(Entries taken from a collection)
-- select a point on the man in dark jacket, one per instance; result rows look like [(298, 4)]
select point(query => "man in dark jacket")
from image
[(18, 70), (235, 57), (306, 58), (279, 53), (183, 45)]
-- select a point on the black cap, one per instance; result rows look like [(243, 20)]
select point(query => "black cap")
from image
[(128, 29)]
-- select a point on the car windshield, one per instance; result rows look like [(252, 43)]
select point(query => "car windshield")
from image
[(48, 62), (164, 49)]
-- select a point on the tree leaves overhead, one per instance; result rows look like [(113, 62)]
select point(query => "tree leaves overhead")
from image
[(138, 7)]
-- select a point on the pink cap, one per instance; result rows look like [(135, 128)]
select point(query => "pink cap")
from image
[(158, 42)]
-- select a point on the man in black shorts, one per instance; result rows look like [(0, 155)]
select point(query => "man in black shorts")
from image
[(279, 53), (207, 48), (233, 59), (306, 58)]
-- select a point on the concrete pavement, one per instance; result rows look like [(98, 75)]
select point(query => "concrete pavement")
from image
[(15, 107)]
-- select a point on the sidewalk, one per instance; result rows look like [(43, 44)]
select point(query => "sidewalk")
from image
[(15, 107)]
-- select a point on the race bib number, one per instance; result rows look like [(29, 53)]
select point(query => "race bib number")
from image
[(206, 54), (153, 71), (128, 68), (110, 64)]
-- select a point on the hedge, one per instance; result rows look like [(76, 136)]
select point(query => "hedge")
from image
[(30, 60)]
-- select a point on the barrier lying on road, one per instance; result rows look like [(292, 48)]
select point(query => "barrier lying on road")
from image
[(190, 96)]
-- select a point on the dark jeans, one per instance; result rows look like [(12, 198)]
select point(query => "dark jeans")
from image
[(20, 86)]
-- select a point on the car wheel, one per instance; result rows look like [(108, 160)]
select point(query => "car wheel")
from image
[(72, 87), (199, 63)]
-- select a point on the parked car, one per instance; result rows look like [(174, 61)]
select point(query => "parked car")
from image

→ Task: If a line of the data above contains "number", copy it out.

→ Task answer:
-- select a point on the race bib number, one per instance; result rows look like [(29, 53)]
select point(query => "race bib number")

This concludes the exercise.